• Problem to solve
Make an exact copy of all the records.

• Input for this task

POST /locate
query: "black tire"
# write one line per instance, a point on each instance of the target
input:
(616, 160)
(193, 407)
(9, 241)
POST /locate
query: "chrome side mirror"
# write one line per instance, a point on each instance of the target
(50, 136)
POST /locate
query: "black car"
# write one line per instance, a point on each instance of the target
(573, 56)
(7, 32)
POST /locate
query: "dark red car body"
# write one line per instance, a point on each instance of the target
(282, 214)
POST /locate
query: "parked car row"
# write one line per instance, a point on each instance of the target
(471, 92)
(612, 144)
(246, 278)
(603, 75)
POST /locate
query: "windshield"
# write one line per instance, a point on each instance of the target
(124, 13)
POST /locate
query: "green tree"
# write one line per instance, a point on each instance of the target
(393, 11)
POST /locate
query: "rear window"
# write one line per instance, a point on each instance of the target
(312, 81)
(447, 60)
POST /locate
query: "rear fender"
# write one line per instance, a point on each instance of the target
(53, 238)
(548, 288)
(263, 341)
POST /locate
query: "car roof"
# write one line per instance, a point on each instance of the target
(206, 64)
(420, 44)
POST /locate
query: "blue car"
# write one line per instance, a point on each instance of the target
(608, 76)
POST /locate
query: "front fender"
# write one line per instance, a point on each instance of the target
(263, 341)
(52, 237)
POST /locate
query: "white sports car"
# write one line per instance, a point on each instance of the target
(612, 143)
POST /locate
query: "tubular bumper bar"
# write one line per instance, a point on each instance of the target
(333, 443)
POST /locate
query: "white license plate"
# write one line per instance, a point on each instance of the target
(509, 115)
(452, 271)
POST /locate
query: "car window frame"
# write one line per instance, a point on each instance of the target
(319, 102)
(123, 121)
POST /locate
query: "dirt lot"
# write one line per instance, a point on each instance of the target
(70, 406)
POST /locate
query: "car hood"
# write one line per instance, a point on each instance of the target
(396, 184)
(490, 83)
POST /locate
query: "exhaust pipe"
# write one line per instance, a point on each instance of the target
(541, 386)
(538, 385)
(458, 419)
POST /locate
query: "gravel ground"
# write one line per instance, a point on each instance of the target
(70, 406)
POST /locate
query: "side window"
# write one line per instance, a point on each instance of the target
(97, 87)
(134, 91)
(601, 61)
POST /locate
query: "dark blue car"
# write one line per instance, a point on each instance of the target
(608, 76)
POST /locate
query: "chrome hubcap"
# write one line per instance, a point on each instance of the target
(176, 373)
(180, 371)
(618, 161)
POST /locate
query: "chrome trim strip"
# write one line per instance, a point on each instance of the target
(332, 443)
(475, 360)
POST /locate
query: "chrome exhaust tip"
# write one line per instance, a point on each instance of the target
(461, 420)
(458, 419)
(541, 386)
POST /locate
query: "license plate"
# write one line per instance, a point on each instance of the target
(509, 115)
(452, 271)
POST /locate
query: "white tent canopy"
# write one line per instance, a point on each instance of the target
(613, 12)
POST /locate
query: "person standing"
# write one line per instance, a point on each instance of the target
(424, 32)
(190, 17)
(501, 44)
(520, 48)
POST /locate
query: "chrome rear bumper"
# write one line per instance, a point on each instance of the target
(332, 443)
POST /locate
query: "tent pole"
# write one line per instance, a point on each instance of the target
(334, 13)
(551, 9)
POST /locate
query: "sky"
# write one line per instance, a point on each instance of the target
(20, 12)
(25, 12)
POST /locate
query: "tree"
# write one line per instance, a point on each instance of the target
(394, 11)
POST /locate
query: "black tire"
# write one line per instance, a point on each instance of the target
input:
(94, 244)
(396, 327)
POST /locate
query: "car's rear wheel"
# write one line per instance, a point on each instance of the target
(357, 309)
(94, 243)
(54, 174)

• Task response
POST /locate
query: "black tire"
# write one line per instance, a point on each instance of the target
input:
(616, 160)
(193, 407)
(9, 241)
POST /locate
query: "chrome side mirror"
# write one line per instance, a point on each instance of the target
(50, 136)
POST /locate
query: "black car"
# write one line per instance, a point on each instance of the target
(573, 56)
(7, 32)
POST /locate
query: "dark red car body"
# write one line per instance, a point on each instance of the target
(282, 214)
POST /locate
query: "parked car row"
# write one line per instance, a point on each instance of the target
(471, 92)
(612, 144)
(246, 278)
(603, 75)
POST /locate
query: "windshield"
# write one line per instance, a point on each instance of the target
(124, 13)
POST /locate
query: "green tree"
# write one line per instance, a point on each instance of the target
(393, 11)
POST /locate
query: "rear window"
# write one line per instance, a point on each instance of the target
(312, 81)
(447, 60)
POST /locate
query: "rear fender"
# write one line per instance, a point on each instance of the target
(53, 238)
(548, 288)
(263, 341)
POST /locate
query: "car roof"
# write one line per instance, a point on each instance of the target
(206, 64)
(420, 44)
POST /locate
query: "blue car"
# write one line per instance, a point on each instance of the target
(608, 76)
POST /locate
query: "front fender"
# write one line per instance, a point on each instance of the target
(263, 341)
(52, 237)
POST /locate
query: "white sports car"
# write one line per instance, a point on each instance of the target
(612, 143)
POST /locate
query: "tubular bumper bar"
# write one line per instance, a point on each instance of the target
(333, 443)
POST /locate
query: "white license plate"
# write one line per instance, a point on each instance of the target
(509, 115)
(452, 271)
POST /locate
query: "car window frame"
# write one line per instance, a point on each instance of the target
(319, 102)
(123, 121)
POST /locate
query: "dirt lot"
# write one line per instance, a point on each instance of the target
(70, 406)
POST /locate
query: "car hood"
# write one line per instance, a point on each instance of the target
(396, 184)
(490, 83)
POST /locate
query: "exhaust pipe"
# write one line per instance, a point on each instance of the target
(541, 386)
(538, 385)
(458, 419)
POST /locate
query: "gravel ground"
# write one line per instance, a point on each instance of the target
(70, 406)
POST /locate
query: "side window"
# write one line per instance, a point on each instance of the target
(97, 87)
(134, 91)
(601, 61)
POST /locate
query: "dark blue car"
# write one line per instance, a point on each instance of the target
(608, 76)
POST /locate
query: "chrome hubcap"
# write one line per instance, a point on each instance of the target
(176, 373)
(180, 371)
(618, 161)
POST /locate
query: "chrome trim strip"
# write one line per instance, a point on each instance of the target
(332, 443)
(475, 360)
POST /locate
query: "chrome exhaust tip"
# write one line per instance, a point on each instance of the target
(461, 420)
(458, 419)
(541, 386)
POST /locate
query: "license plate"
# write one line per instance, a point on each instance of the target
(509, 115)
(452, 271)
POST /locate
query: "white tent canopy"
# write one line per instance, a point on each instance of the target
(613, 12)
POST /locate
query: "person standing"
# write one line per instance, a point on each instance of the target
(424, 32)
(190, 17)
(501, 44)
(520, 48)
POST /locate
query: "chrome rear bumper"
# write one line per instance, a point on each instance of the target
(332, 443)
POST /locate
query: "tent pole"
# write one line per instance, a point on each instance of the target
(334, 13)
(551, 9)
POST /locate
query: "sky"
# write one line per instance, a point on each instance of the target
(20, 12)
(25, 12)
POST /locate
query: "tree"
# write one line per instance, a point on each instance of the target
(394, 11)
POST /locate
query: "black tire"
# write one line per instance, a point on each instance of the target
input:
(94, 244)
(396, 327)
POST /locate
query: "car's rear wheel"
# write one line per instance, a point on each instance of the target
(357, 309)
(94, 243)
(54, 174)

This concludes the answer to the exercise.